Reproduce every one of the lines below verbatim, from first to last.

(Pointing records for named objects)
- - - - -

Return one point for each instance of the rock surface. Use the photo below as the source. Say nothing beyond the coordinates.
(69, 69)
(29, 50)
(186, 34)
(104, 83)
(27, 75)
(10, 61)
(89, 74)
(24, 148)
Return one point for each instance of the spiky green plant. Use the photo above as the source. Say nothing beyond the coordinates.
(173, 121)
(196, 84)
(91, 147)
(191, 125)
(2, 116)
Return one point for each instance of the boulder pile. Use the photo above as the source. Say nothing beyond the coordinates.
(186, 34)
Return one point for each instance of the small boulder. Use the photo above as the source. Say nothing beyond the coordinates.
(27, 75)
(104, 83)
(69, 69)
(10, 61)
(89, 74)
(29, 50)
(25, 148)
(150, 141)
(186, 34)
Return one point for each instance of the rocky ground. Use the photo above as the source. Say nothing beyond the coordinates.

- - - - -

- **Complete response**:
Return one point for each instance of the rock surface. Use the photo below as the source. Say nothing beyond the coordinates.
(69, 69)
(29, 50)
(186, 34)
(104, 83)
(27, 75)
(10, 61)
(89, 74)
(24, 148)
Return one point for each instance of the spiky green plant. Use the photo above as the source. Say nothing beyond the coordinates.
(173, 121)
(196, 84)
(91, 147)
(191, 125)
(2, 116)
Return one point for each instance of the boulder pile. Use the photo above as the source. Say nothing beyond the coordinates.
(186, 34)
Return one point for each instance of the small boulder. Use the photo above as the source. Say nothing beyond the coordinates.
(27, 75)
(104, 83)
(69, 69)
(10, 61)
(89, 74)
(29, 50)
(25, 148)
(150, 141)
(186, 34)
Return one point for each instance of the rocky ground. Use the photo above as the source. Say nothing beyond the coordinates.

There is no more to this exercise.